- Brief:
Extract every line of the records that contains the string "item", treating uppercase and lowercase as different.

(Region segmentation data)
----------
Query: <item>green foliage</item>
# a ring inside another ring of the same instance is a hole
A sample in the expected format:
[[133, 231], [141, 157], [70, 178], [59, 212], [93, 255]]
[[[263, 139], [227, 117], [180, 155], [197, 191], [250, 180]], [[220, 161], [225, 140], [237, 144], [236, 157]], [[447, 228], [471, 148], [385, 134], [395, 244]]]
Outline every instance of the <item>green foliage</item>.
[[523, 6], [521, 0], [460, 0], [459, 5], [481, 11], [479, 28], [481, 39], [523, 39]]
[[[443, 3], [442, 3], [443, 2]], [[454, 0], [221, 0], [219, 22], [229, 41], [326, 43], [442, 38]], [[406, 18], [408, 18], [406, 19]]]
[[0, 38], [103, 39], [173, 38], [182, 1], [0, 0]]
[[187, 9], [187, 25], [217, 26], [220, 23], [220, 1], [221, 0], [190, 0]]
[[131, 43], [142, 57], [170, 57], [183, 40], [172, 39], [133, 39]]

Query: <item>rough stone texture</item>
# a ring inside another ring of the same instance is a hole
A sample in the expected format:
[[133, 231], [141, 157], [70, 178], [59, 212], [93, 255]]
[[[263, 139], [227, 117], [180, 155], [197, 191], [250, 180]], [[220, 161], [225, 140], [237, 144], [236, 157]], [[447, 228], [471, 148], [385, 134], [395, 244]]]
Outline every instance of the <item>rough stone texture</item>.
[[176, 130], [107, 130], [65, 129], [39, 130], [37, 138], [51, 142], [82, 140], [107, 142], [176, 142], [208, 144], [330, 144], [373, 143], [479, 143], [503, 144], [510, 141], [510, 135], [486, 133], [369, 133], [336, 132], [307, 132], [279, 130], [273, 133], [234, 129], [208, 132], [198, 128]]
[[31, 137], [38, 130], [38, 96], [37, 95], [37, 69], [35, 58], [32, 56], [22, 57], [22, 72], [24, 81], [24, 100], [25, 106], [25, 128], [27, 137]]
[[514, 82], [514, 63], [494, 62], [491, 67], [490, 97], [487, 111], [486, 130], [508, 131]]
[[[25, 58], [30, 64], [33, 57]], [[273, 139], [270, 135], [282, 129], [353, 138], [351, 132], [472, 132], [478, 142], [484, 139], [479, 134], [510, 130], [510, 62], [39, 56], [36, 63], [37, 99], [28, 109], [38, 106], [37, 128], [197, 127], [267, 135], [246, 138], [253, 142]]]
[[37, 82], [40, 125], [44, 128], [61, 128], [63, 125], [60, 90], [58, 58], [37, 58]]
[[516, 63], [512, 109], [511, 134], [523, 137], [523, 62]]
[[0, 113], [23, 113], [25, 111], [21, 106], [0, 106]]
----------
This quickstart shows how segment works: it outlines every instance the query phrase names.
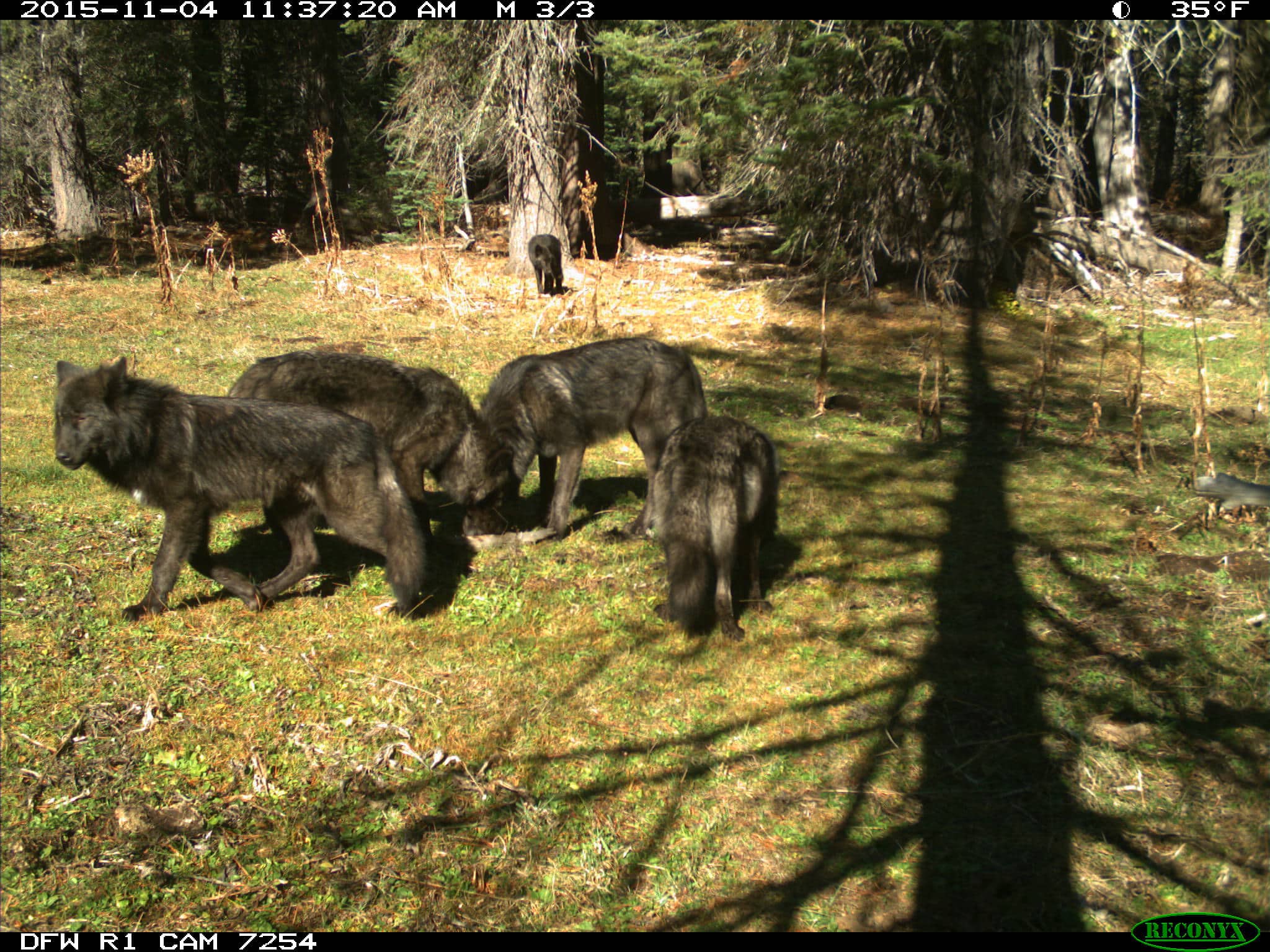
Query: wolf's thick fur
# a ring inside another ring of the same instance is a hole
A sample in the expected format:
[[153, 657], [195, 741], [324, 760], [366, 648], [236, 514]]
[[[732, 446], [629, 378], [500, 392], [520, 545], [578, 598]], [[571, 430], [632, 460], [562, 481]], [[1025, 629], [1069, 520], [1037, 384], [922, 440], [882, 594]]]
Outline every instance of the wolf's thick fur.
----------
- Result for this exercise:
Query: <item>green foliage</item>
Outline every instance of the <item>green foliage</item>.
Query: <item>rough stone texture</item>
Outline every instance of the <item>rough stone texture</item>.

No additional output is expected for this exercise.